___ Extrait du texte
"Des livres d'enfants à la littérature de jeunesse"

À la fois chercheur (auteur d'une thèse monumentale sur l'Evolution de la littérature de jeunesse) et éditeur 
jeunesse (chez Milan, pendant 10 ans), actuellement président de la commission de choix des livres pour la jeunesse auprès du Ministère de l'Education nationale, Christian Poslaniec ajoute à tout cela son amour des livres pour nous offrir cette plongée merveilleuse au rayon jeunesse.

Au commencement était l'enfant

L'enfant, comme personne, n'existe que récemment. Longtemps le bébé devenait jeune adulte sans transition, des langes et robes (pour tout le monde) aux vêtements à la manière des adultes. Il n'était pas question alors de produire un littérature à destination d'une population qui n'existait pas. La question qui se pose, quand apparaît enfin, au XVIIIe siècle, des ouvrages pour la jeunesse, si c'est l'émergence de cette littérature qui a provoqué une modification des habitudes sociétales ou, plus simplement, l'inverse. 

Le XXe siècle est celui de l'enfant roi, l'enfant monstre qui gouverne dans les foyers aussi bien que les études mercatiques. Voilà donc que toute une littérature, et la plus florissante, lui est intégralement consacrée. Qui aurait pu croire, il y a seulement quelques années, qu'un Harry Potter ferait à lui seul, disons, le tiers du chiffre d'affaires d'une maison comme Gallimard ? Mais comme pour le revival des séries télévisées des années soixante-dix — Casimir, Goldorak et les autres… —, c'est la prise de pouvoir par les ex-enfants ayant acquis leur pouvoir d'achat qui offre aussi un développement exponentiel à cette littérature. Il reste que l'excès nuisant en toute chose, c'est vers l'infantilisation que cette littérature courre à grand pas !

La littérature texte et image

Dès qu'il a été question de faire des livres pour un lectorat infantile, l'image a été partie prenante du sujet. Comment montrer mieux qu'avec une image ? Et les premiers ouvrages, issus plus de cours de morale que d'autre chose, avaient pour vocation d'être édificatoires, qu'on se reporte simplement à l'argument des Infortunes de Touche-à-Tout

Enfant, de l'un à l'autre bout, 
Ce livre, en diverses histoires, 
Vous peint les tourments, les déboires, 
De l'infortuné Touche-à-Tout. 
Voyez ici Croquemitaine, 
Qui du doigt semble l'avertir 
Voyez ses pleurs, le repentir 
Qu'il montre après chaque fredaine.
______
___ Extraits des items
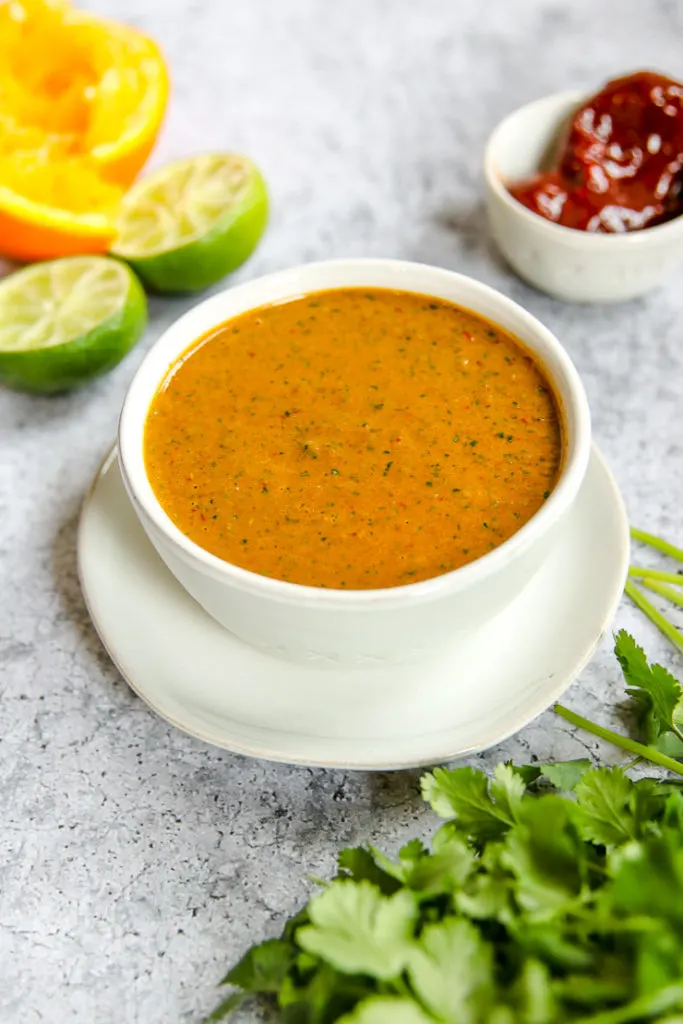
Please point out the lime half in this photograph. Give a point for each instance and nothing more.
(187, 224)
(68, 321)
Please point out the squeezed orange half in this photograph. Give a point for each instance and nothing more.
(81, 102)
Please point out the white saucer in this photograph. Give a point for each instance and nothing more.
(205, 681)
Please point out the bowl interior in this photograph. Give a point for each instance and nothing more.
(378, 273)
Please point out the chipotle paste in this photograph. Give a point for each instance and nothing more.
(619, 167)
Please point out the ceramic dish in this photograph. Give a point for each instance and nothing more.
(366, 626)
(575, 266)
(205, 681)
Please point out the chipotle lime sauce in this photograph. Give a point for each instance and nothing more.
(619, 168)
(353, 438)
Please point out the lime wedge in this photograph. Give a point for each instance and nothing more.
(68, 321)
(187, 224)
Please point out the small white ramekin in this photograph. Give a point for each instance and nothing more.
(364, 627)
(577, 266)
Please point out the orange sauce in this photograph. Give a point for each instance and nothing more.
(353, 438)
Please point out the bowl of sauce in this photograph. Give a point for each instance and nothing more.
(585, 194)
(355, 461)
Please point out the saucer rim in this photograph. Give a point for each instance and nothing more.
(544, 697)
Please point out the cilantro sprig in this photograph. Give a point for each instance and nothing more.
(551, 893)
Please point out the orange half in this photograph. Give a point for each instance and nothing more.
(81, 103)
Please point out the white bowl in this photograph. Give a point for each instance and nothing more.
(369, 626)
(577, 266)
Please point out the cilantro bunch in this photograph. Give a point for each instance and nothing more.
(551, 893)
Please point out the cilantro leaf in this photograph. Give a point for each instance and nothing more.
(387, 1010)
(444, 869)
(545, 855)
(462, 794)
(323, 994)
(657, 694)
(358, 931)
(565, 775)
(648, 878)
(604, 811)
(507, 790)
(452, 971)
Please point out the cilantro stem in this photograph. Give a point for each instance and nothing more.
(647, 753)
(655, 616)
(655, 542)
(668, 592)
(638, 571)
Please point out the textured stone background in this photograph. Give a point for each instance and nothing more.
(135, 863)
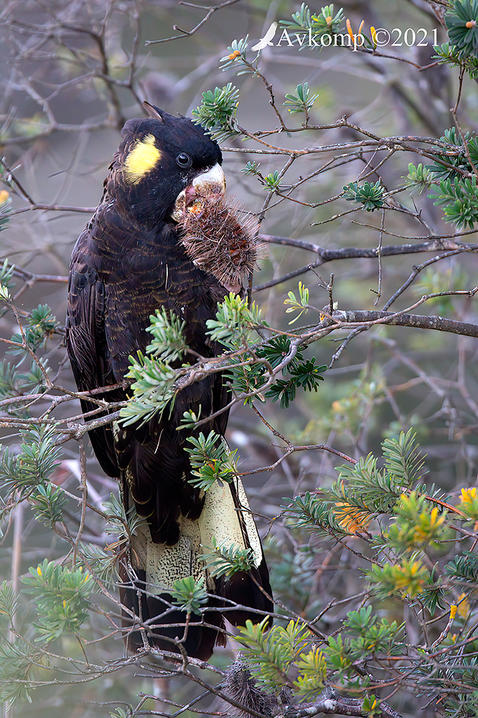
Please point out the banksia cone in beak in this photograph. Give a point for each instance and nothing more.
(216, 239)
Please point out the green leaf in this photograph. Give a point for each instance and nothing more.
(227, 560)
(217, 111)
(189, 594)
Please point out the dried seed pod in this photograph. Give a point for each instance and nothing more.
(217, 239)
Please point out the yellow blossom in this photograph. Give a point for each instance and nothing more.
(467, 495)
(350, 518)
(463, 606)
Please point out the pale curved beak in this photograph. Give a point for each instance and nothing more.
(215, 176)
(213, 179)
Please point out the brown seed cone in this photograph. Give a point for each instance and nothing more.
(218, 241)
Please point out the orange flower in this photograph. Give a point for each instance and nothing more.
(350, 518)
(467, 495)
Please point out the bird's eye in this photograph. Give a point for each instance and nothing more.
(183, 160)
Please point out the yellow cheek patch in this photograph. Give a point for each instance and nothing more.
(141, 160)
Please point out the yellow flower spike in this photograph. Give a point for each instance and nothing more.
(463, 606)
(467, 495)
(373, 33)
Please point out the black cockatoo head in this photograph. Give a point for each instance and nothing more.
(160, 159)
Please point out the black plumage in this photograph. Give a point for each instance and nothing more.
(128, 262)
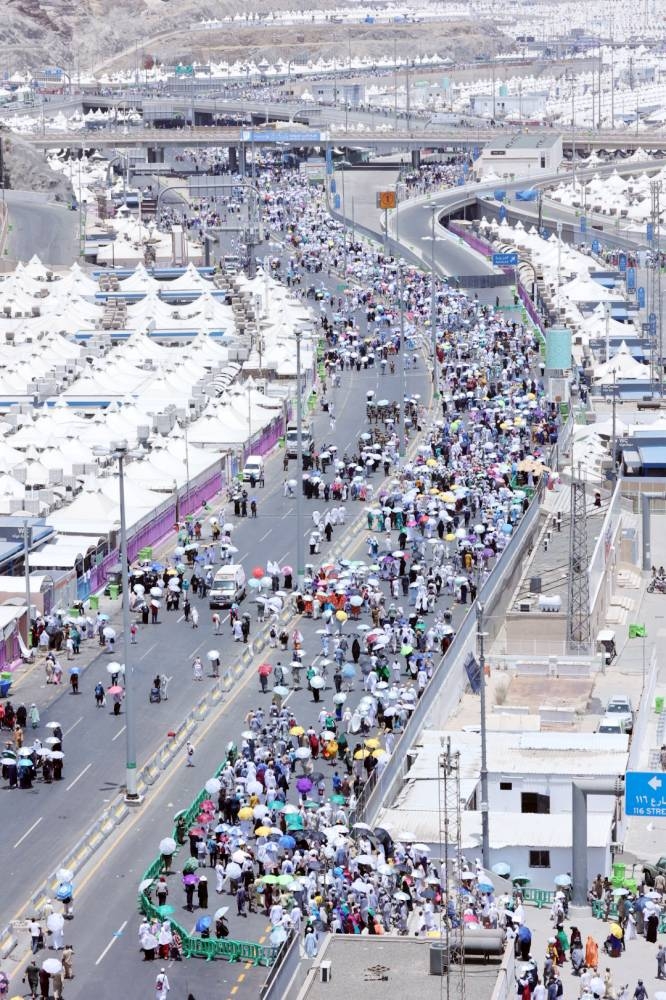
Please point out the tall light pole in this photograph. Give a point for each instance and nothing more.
(433, 311)
(300, 542)
(403, 352)
(119, 450)
(485, 831)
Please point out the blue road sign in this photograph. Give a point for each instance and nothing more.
(278, 135)
(645, 793)
(505, 260)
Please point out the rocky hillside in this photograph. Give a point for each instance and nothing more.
(115, 33)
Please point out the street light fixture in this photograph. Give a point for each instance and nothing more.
(119, 450)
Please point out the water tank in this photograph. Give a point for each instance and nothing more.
(439, 959)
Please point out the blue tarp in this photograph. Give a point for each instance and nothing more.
(530, 195)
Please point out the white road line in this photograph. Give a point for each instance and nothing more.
(28, 832)
(86, 768)
(112, 941)
(67, 731)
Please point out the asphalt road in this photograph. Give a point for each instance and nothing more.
(41, 825)
(37, 222)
______
* _Tâches et exercices_
**A)** Présentez sous forme de liste le paragraphe du texte sur la littérature de jeunesse qui commence par « Le XXe siècle est celui de l'enfant roi », en gardant ses faits principaux.
**B)** Reprenez le texte sur la littérature de jeunesse après son dernier vers cité, « Qu'il montre après chaque fredaine ».

* _Réponses aux tâches_
**A)**
- Le XXe siècle est celui de l'enfant roi, qui gouverne les foyers comme les études mercatiques.
- Une littérature entière, et la plus florissante, lui est consacrée.
- Harry Potter ferait à lui seul environ le tiers du chiffre d'affaires de Gallimard.
- Comme pour le retour des séries télévisées des années soixante-dix (Casimir, Goldorak…), cet essor exponentiel vient des ex-enfants devenus acheteurs.
- Par excès, cette littérature court à grands pas vers l'infantilisation.

**B)**
Toujours pourtant il jurait bien 
De ne toucher jamais à rien

Qu'on ne se méprenne pas cependant, il n'y a rien de nos jours qui soit plus proche de cette littérature de leçon que tout ce qui se produit pour instruire nos enfants, des leçons de pots aux leçons de choses, quel que soit le petit personnage sympathique qui porte le message pour les enfants : apprends à être propre, aime ton prochain, fais ci ou ça, etc. Les livres pour les plus grands, disons les pré-ados, sont un peu à l'abri de cela, mais la plupart des séries pour les plus jeunes (Dora l'Exploratrice et les autres...) n'ont rien à envier à leurs ancêtres : mêmes sujets, mêmes réponses, graphismes et mots plus modernes, mais c'est la même idéologie éducatrice qui stagne…

Ce qui est remarquable, surtout, c'est que la première de toute sans doute la littérature de jeunesse a suivi les progrès de l'imprimerie, alliant les matières et les formes, les couleurs et les lettres pour former des albums inimaginables auparavant. Pareillement, les modes sont ici plus fortes qu'ailleurs, il suffit qu'un héros rencontre un succès hors norme pour qu'une foule de clones vienne à se présenter aux lecteurs, et quelle que soit la qualité des récits, le doute mercantile plane sur chacun des après-coup : Sarah Duncan aurait-elle été imaginée (même si avec beaucoup de mauvaise foi son auteur s'en défend...) sans Harry Potter ou Bibi Blobsberg ? Ce sont des genres entiers qui surgissent par vague, l'héroïque fantaisie en ce moment (Eragon, etc.) le policier, etc., au point que la question qui revient est plus celle du produit que de la littérature, au détriment de cette littérature jeunesse qui déborde largement les cadres assignés pour offrir à tous quelque chose du merveilleux indissoluble de l'enfance.

Mais Des livres d'enfants à la littérature de jeunesse n'est pas polémique, son rôle est de présenter un panorama de l'évolution du livre pour jeunes lecteurs, et il est à ce sujet parfaitement réussi. Le texte très éclairant de Christian Poslaniec donne sinon ses lettres de noblesse du moins crédite cette littérature, qui n'est pas la moindre, d'une histoire. Il était une fois… les livres pour enfants !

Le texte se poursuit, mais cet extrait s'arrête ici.